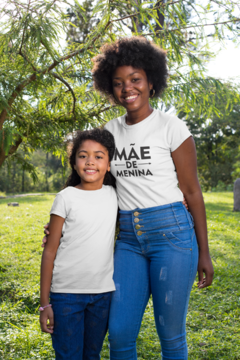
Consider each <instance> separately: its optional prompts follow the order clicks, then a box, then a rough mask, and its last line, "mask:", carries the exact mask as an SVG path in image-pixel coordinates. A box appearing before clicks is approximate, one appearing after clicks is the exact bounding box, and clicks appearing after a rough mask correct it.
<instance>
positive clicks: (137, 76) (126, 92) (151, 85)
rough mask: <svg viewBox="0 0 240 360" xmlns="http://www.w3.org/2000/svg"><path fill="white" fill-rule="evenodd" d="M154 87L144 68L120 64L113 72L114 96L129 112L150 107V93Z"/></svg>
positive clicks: (119, 102)
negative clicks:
# # # # # # #
> [Requirement]: Put every line of the listing above into a numbered list, one line per item, and skip any blank lines. Leave the picture out of your answer.

> [Result]:
1. Consider each <instance> separately: its optional prompts follow the order clicks, then a box, then a rough mask, and its last line, "mask:", carries the exact mask as an SVG path in image-pixel coordinates. A box appearing before clicks is approximate, one appearing after clicks is the exact bounding box, and clicks appearing after a rough mask correct it.
2. <instance>
3. positive clicks: (137, 76) (126, 92) (151, 85)
4. rough mask: <svg viewBox="0 0 240 360" xmlns="http://www.w3.org/2000/svg"><path fill="white" fill-rule="evenodd" d="M154 87L144 68L120 64L113 72L114 96L129 112L150 107V93Z"/></svg>
5. positive clicks: (119, 102)
6. negative clicks:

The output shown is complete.